• [TASK INSTRUCTIONS]:
• a. Using the text on voting laws below, say whether each statement agrees with it, answering yes or no and quoting the deciding words: (i) more polling locations were closed in Texas than in Arizona; (ii) same-day registration was eliminated in Ohio; (iii) the Crosscheck system was applied in Democratic states.
• b. List every U.S. state named in the text on voting laws below.

>> BEGIN SELECTED TEXT

For years, Republican-controlled states have been doing all they can to ensure an electorate that is favorable to its candidates. In other words, they have tried to put in place measures that make it as difficult as legally possible for minorities to vote.

The laws they passed include the elimination of early voting opportunities that Democrats have traditionally taken advantage of (e.g. the elimination of Golden Week in Ohio and same-day registration in North Carolina), preventing ex-felons from voting (this affects more than 1.5 million people in Florida alone), closing hundreds of polling locations throughout the country (e.g. 403 in Texas and 212 in Arizona), new Voter ID rules (minorities are less likely to own the required IDs or to be able to obtain them), and voter purges across the country) in states like Wisconsin.

For example, the Crosscheck system applied in Republican states resulted in hundreds of thousands of potential voters being kicked off the rolls – often because their name is similar to that of another voter registered elsewhere.

Much of this was done under the guise of preventing in-person voter fraud, which is pretty much a non-existent crime.

Voting Rights

NAACP march for voting rights in midtown Manhattan, December 10, 2011. Photo credit: Michael Fleshman / Flickr (CC BY-SA 2.0).

>> END SELECTED TEXT
>> BEGIN GIVEN DATA

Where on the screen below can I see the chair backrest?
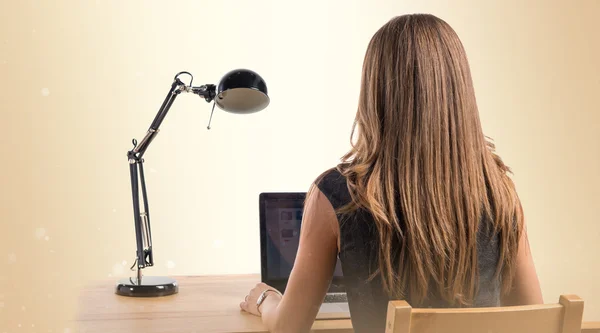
[386,295,583,333]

>> END GIVEN DATA

• [THE ANSWERS]:
• a.
(i) Yes: "e.g. 403 in Texas and 212 in Arizona"
(ii) No: "the elimination of Golden Week in Ohio and same-day registration in North Carolina"
(iii) No: "the Crosscheck system applied in Republican states"

• b. Ohio, North Carolina, Florida, Texas, Arizona, Wisconsin